## [Travail demandé]
(1) Recopiez à l'identique le passage de l'extrait choisi compris entre « Apprendre à ouvrir » et « de culture familiale. », ces deux bornes incluses.
(2) D'après l'extrait choisi, quel thème devait être développé tout au long du roman ?
(3) Prolongez l'extrait sur les thèmes du roman en reprenant après sa dernière phrase.

Apprendre à ouvrir les yeux sur elle comme sur les autres. Apprendre à voir le monde dans sa réalité la plus brute parfois. Apprendre à mieux vivre malgré toutes les péripéties qui vont émailler son aventure. Apprendre surtout à être cette femme qu’elle ignore être au début du livre. Hava est un écho à beaucoup de femmes qui, aujourd’hui, oublient ce qu’elles sont fondamentalement à cause d’idées reçues, d’obligations sociales, de naïveté, de culture familiale.

Une autre évidence était de tirer tout au long du roman le thème de « nos raisons de vivre ».

C’est une question vitale dans toutes les sociétés, trouver son chemin personnel, le sens de sa vie. Combien de personnes aujourd’hui ne font pas quelque chose qui correspond à ce qu’elles sont? Bien trop.

## [Données fournies]

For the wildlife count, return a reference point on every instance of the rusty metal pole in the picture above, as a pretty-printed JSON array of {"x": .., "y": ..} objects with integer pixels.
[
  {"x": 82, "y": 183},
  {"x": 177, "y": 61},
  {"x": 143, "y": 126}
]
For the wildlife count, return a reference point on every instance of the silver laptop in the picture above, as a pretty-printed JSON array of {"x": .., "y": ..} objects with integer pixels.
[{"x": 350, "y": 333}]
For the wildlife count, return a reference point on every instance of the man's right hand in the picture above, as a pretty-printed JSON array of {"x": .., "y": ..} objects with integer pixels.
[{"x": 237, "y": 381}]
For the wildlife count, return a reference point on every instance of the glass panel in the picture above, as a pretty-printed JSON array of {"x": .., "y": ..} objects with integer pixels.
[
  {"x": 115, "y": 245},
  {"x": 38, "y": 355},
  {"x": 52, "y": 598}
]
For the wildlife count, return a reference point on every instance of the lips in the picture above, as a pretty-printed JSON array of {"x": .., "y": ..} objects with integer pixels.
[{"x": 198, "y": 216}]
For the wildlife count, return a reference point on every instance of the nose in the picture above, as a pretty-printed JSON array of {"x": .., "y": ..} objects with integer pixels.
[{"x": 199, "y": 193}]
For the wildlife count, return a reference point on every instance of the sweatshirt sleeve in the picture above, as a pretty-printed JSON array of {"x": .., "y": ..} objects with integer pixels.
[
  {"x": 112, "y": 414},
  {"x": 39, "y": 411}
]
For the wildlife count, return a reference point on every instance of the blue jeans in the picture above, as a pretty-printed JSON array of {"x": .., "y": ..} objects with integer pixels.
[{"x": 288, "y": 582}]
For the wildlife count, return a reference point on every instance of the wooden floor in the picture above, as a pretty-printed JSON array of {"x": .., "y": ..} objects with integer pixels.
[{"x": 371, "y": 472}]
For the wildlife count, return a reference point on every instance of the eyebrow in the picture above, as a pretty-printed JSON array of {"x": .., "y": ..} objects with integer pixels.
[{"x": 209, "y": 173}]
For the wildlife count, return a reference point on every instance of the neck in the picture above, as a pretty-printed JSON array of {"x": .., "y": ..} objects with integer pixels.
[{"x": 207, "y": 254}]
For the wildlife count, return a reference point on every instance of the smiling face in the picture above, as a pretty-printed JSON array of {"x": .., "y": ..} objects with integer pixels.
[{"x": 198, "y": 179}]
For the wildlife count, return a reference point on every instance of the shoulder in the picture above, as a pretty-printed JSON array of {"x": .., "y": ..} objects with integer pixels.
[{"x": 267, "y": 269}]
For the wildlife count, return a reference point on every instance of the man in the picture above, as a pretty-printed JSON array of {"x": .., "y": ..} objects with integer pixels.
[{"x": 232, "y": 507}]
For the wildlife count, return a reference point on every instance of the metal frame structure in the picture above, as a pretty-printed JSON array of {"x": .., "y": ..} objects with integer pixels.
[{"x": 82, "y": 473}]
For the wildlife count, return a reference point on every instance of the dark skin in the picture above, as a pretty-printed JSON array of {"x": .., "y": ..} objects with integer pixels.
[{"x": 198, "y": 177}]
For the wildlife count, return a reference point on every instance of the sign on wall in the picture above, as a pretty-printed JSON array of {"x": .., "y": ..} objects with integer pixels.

## [Réponses par consigne]
(1)
Apprendre à ouvrir les yeux sur elle comme sur les autres. Apprendre à voir le monde dans sa réalité la plus brute parfois. Apprendre à mieux vivre malgré toutes les péripéties qui vont émailler son aventure. Apprendre surtout à être cette femme qu’elle ignore être au début du livre. Hava est un écho à beaucoup de femmes qui, aujourd’hui, oublient ce qu’elles sont fondamentalement à cause d’idées reçues, d’obligations sociales, de naïveté, de culture familiale.

(2) Le thème de « nos raisons de vivre ».

(3)
Sans dévoiler l’histoire, tout au long du livre Hava va suivre une sorte de chemin initiatique. À Shanghai, elle devra trouver la force de surmonter les obstacles, de dépasser les épreuves même les plus inhumaines en trouvant justement le sens de sa vie.

La troisième certitude était d’entourer cette femme de deux êtres résolument positifs. Julius, d’abord, le fils d’Hava. Il porte un appareil photo en permanence autour du cou et voit le monde avec la beauté du regard d’un enfant. Sans fard. Avec une intelligence et une maturité étonnante pour un si jeune garçon.

Et puis, il y a Willi, magicien-transformiste, qui va secourir la mère et le fils. Il est porté par la philosophie de son grand-père qui lui a appris à aborder les choses de la vie de manière toujours positive et constructive. Willi est généreux, et voit le meilleur en chacun avec une vraie confiance en l’avenir malgré la vie qui l’a malmené.

Enfin, il y a ce qui m’échappe et que des lectrices et lecteurs me renvoient.
« Hava », de Ily Jossuah Weil
447 pages. Broché et Kindle.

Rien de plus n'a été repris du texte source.